> WHAT YOU SHOULD DO
Turn the lines of all the records below into a JSON list of strings, one string per line, with blank lines dropped. Leave the pictures out of the list.

> EXERCISE INPUTS
******************************

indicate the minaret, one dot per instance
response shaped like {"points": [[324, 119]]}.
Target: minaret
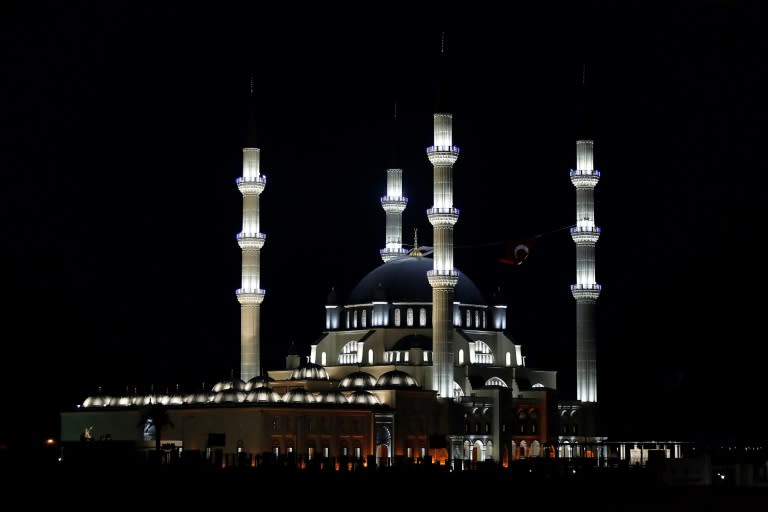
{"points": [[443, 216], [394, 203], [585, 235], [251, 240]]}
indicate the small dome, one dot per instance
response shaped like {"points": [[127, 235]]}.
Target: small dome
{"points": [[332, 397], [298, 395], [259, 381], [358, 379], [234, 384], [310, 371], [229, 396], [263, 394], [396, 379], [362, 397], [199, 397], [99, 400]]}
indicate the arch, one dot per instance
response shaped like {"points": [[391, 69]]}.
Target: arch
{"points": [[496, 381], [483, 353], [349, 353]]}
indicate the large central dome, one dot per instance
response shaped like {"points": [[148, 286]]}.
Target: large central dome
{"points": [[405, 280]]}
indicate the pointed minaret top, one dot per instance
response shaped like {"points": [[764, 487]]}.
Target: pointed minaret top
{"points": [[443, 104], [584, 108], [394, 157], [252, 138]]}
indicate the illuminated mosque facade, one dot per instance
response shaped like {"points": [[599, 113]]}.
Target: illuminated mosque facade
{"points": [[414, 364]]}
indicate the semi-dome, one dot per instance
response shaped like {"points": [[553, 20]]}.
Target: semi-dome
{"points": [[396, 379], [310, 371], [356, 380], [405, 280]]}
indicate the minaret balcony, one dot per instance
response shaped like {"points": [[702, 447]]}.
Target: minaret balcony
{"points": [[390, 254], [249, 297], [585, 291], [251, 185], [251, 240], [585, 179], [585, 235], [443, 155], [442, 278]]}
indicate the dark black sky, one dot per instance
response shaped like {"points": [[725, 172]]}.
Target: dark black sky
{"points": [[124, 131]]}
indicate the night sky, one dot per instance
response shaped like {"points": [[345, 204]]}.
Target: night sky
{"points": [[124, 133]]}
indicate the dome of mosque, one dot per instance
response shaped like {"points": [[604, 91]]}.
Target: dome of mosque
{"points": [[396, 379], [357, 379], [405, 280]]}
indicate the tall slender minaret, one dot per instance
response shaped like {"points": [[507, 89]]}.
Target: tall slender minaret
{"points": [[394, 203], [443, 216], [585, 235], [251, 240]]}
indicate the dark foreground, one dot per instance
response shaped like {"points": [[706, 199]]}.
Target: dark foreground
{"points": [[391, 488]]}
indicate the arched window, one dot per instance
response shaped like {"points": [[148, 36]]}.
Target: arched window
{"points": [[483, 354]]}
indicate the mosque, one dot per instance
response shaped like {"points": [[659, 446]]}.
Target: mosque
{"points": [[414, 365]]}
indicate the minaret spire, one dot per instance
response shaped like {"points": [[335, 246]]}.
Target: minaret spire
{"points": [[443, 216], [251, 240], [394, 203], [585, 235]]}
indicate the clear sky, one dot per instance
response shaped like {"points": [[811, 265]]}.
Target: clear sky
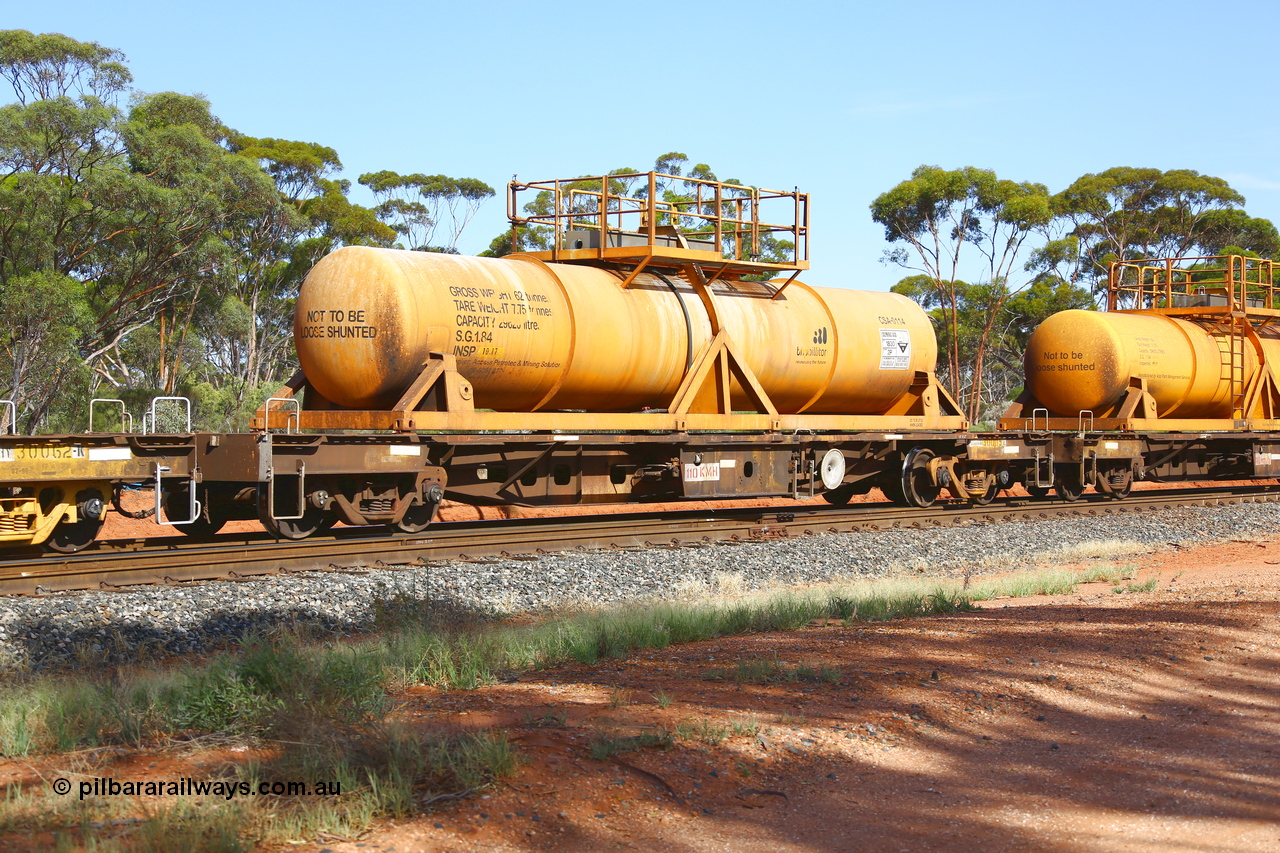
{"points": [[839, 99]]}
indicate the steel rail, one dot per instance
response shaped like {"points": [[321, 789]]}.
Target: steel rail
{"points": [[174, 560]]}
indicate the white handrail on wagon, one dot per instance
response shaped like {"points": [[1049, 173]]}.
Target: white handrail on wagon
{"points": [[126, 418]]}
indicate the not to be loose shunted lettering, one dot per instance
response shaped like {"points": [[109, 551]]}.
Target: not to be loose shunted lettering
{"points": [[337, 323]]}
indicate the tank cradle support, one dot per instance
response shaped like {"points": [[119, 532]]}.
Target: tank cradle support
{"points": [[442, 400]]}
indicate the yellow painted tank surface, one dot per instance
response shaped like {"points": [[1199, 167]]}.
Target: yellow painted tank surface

******************************

> THE OUTPUT
[
  "indicate the minaret, one dot per instance",
  "response shaped like {\"points\": [[324, 119]]}.",
  "Target: minaret",
  "{\"points\": [[443, 216], [394, 203], [585, 235], [251, 240]]}",
  "indicate the small dome, one dot per instance",
  "response shaped like {\"points\": [[127, 235]]}.",
  "Target: small dome",
  "{\"points\": [[332, 397], [298, 395], [259, 381], [358, 379], [234, 384], [310, 371], [229, 396], [263, 394], [396, 379], [362, 397], [199, 397], [99, 400]]}",
  "indicate the arch, one dot per instance",
  "response shaped like {\"points\": [[391, 69]]}.",
  "Target: arch",
  "{\"points\": [[496, 381], [483, 353], [349, 353]]}",
  "indicate the large central dome, one dot per instance",
  "response shaped like {\"points\": [[148, 286]]}.",
  "Target: large central dome",
  "{\"points\": [[405, 280]]}",
  "indicate the pointed minaret top, one dot per instance",
  "response shaped like {\"points\": [[764, 487]]}.",
  "Target: pointed minaret top",
  "{\"points\": [[443, 104], [584, 108], [394, 157], [252, 138]]}",
  "indicate the illuminated mosque facade, one dot per instance",
  "response shaped like {\"points\": [[599, 113]]}.",
  "Target: illuminated mosque facade",
  "{\"points\": [[414, 364]]}",
  "indicate the semi-dome, one dot per instance",
  "response shaped like {\"points\": [[553, 20]]}.",
  "Target: semi-dome",
  "{\"points\": [[396, 379], [310, 371], [356, 380], [405, 280]]}",
  "indicate the minaret balcony, one dot per instance",
  "response shaped like {\"points\": [[702, 447]]}.",
  "Target: minaret balcony",
  "{\"points\": [[390, 254], [249, 297], [585, 291], [251, 185], [251, 240], [585, 179], [585, 235], [443, 155], [442, 278]]}",
  "indicate the dark black sky, one dot per instance",
  "response shaped like {\"points\": [[725, 172]]}.",
  "Target: dark black sky",
  "{\"points\": [[124, 131]]}",
  "indicate the night sky, one dot per instance",
  "response shaped like {\"points\": [[345, 204]]}.",
  "Target: night sky",
  "{\"points\": [[124, 133]]}",
  "indicate the dome of mosque, one dot per instance",
  "response shaped like {\"points\": [[604, 91]]}.",
  "Target: dome of mosque",
  "{\"points\": [[396, 379], [357, 379], [405, 280]]}",
  "indicate the tall slender minaret, one dot per instance",
  "response shaped like {\"points\": [[507, 89]]}.",
  "Target: tall slender minaret",
  "{\"points\": [[394, 203], [443, 216], [585, 235], [251, 240]]}",
  "indicate the dark foreground, one dot per instance",
  "response shaped like {\"points\": [[706, 199]]}.",
  "Target: dark foreground",
  "{\"points\": [[391, 488]]}",
  "indicate the arched window, one dot per instance",
  "response shaped like {\"points\": [[148, 36]]}.",
  "Target: arched window",
  "{\"points\": [[483, 354]]}",
  "indicate the mosque, one dot per instance",
  "response shaped like {\"points\": [[659, 446]]}.",
  "Target: mosque",
  "{\"points\": [[414, 365]]}",
  "indicate the minaret spire, one dot per instance",
  "response shaped like {\"points\": [[335, 246]]}.",
  "Target: minaret spire",
  "{\"points\": [[443, 216], [251, 240], [394, 203], [585, 235]]}",
  "indicate the clear sky, one dot per instance",
  "response shaped like {\"points\": [[811, 265]]}.",
  "Target: clear sky",
  "{\"points\": [[839, 99]]}",
  "indicate the steel rail, one dot per instance",
  "response shaped like {\"points\": [[321, 789]]}.",
  "Target: steel rail",
  "{\"points\": [[174, 560]]}",
  "indicate the white handrail on wagon, one dot per instance",
  "response shaped like {\"points\": [[1049, 173]]}.",
  "Target: white handrail on wagon",
  "{\"points\": [[126, 418]]}",
  "indicate the not to be loose shunted lettering, one dot per instance",
  "response shaped like {\"points\": [[109, 551]]}.",
  "Target: not to be loose shunted lettering",
  "{\"points\": [[337, 323]]}",
  "indicate the tank cradle support, one dot per instance",
  "response shaped like {\"points\": [[119, 532]]}.",
  "Target: tank cradle support",
  "{\"points\": [[442, 400]]}",
  "indicate the yellow painted tank surface, one dot per instance",
  "response shaped like {\"points\": [[1199, 167]]}.",
  "Target: yellow painted tank surface"
]